#### Exercise goal:
Put every line of the entries below into a numbered list, skipping blank lines and leaving out the pictures.
— START OF Exercise data —
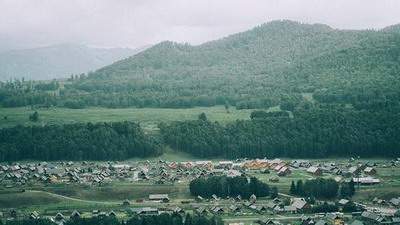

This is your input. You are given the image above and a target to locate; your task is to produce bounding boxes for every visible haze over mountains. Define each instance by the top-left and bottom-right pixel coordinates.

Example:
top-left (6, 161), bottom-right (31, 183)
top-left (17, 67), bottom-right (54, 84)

top-left (3, 20), bottom-right (400, 111)
top-left (0, 44), bottom-right (147, 80)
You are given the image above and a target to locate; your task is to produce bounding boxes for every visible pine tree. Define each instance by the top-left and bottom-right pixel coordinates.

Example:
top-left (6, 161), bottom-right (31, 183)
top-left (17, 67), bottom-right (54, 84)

top-left (289, 180), bottom-right (297, 195)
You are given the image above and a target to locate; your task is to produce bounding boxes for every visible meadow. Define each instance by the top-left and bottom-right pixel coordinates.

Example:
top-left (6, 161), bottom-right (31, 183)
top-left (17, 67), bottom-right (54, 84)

top-left (0, 106), bottom-right (252, 130)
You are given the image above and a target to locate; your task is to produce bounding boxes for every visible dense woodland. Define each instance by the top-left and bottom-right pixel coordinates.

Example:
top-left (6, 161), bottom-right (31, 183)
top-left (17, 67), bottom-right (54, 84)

top-left (0, 21), bottom-right (400, 160)
top-left (159, 107), bottom-right (400, 158)
top-left (0, 214), bottom-right (224, 225)
top-left (189, 176), bottom-right (270, 198)
top-left (289, 178), bottom-right (340, 199)
top-left (0, 122), bottom-right (161, 161)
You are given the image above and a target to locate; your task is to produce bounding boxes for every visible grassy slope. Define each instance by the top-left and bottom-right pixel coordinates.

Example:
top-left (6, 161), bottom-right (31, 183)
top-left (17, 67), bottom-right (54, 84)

top-left (0, 106), bottom-right (251, 129)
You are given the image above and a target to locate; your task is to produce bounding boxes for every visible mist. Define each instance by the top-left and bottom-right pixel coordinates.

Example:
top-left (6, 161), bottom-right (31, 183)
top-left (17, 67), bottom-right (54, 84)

top-left (0, 0), bottom-right (400, 51)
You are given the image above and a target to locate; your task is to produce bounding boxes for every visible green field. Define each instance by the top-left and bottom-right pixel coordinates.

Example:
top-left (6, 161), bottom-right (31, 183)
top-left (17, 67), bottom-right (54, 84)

top-left (0, 106), bottom-right (252, 129)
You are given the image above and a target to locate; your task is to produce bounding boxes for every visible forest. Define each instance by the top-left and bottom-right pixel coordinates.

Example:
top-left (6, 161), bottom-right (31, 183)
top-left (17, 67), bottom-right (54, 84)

top-left (159, 107), bottom-right (400, 159)
top-left (0, 122), bottom-right (162, 161)
top-left (0, 21), bottom-right (400, 161)
top-left (189, 176), bottom-right (277, 199)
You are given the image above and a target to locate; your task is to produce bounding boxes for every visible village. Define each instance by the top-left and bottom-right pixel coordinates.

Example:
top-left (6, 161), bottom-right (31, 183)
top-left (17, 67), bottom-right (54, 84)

top-left (0, 158), bottom-right (400, 225)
— END OF Exercise data —
#### Task response:
1. This is your input. You are given the image above and a target to locate; your task is to produce bounding boxes for every visible haze over mountains. Define each instance by the top-left and bottom-right pixel coordinates.
2. Example:
3. top-left (6, 161), bottom-right (31, 183)
4. top-left (17, 67), bottom-right (54, 84)
5. top-left (3, 20), bottom-right (400, 111)
6. top-left (0, 44), bottom-right (147, 80)
7. You are given the image above and a target to locate; your task is to produce bounding boxes for every visible pine tree. Define each instance by the top-left and bottom-right pixel coordinates.
8. Example:
9. top-left (6, 161), bottom-right (31, 183)
10. top-left (17, 67), bottom-right (54, 84)
11. top-left (289, 180), bottom-right (297, 195)
12. You are given the image above and a target to locate; your task is to produce bounding boxes for every visible meadow. Define each instance by the top-left and bottom-right pixel coordinates.
13. Example:
14. top-left (6, 161), bottom-right (31, 183)
15. top-left (17, 67), bottom-right (54, 84)
16. top-left (0, 106), bottom-right (252, 130)
17. You are given the image above and a target to locate; your task is to produce bounding boxes for every visible dense woodland. Define each instance by the top-left and bottom-right pixel coordinates.
18. Example:
19. top-left (6, 161), bottom-right (31, 183)
20. top-left (17, 67), bottom-right (54, 84)
21. top-left (0, 21), bottom-right (400, 160)
22. top-left (159, 107), bottom-right (400, 158)
23. top-left (0, 214), bottom-right (224, 225)
24. top-left (189, 176), bottom-right (270, 198)
25. top-left (289, 178), bottom-right (340, 199)
26. top-left (0, 122), bottom-right (161, 161)
27. You are given the image above and a target to locate; your task is to produce bounding boxes for every visible grassy slope. Define each instance by the top-left and bottom-right pixel coordinates.
28. Example:
29. top-left (6, 161), bottom-right (31, 183)
30. top-left (17, 67), bottom-right (54, 84)
31. top-left (0, 106), bottom-right (251, 129)
32. You are given the image above and a target to locate; your task is to produce bounding boxes for every visible mist. Define each instance by the top-left and bottom-right pixel coordinates.
33. Example:
34. top-left (6, 161), bottom-right (31, 183)
35. top-left (17, 67), bottom-right (54, 84)
36. top-left (0, 0), bottom-right (400, 51)
37. You are given the image above and a target to locate; your task is to produce bounding boxes for every visible green field. Define each instance by the top-left and bottom-right pixel coordinates.
38. Example:
39. top-left (6, 161), bottom-right (31, 183)
40. top-left (17, 67), bottom-right (54, 84)
41. top-left (0, 106), bottom-right (252, 129)
42. You are given the image above and a target to locate; your task is to produce bounding boxes for every visible forest. Define each instance by the top-left and bottom-right pixel coordinates.
43. Example:
44. top-left (6, 161), bottom-right (31, 183)
45. top-left (17, 67), bottom-right (54, 84)
46. top-left (159, 107), bottom-right (400, 159)
47. top-left (0, 122), bottom-right (162, 161)
48. top-left (0, 21), bottom-right (400, 161)
49. top-left (189, 176), bottom-right (277, 199)
50. You are given the image above and a target to locate; your task is to produce bounding boxes for every visible village. Define each instance by the top-left and bottom-right pixel coordinates.
51. Example:
52. top-left (6, 161), bottom-right (31, 183)
53. top-left (17, 67), bottom-right (54, 84)
54. top-left (0, 158), bottom-right (400, 225)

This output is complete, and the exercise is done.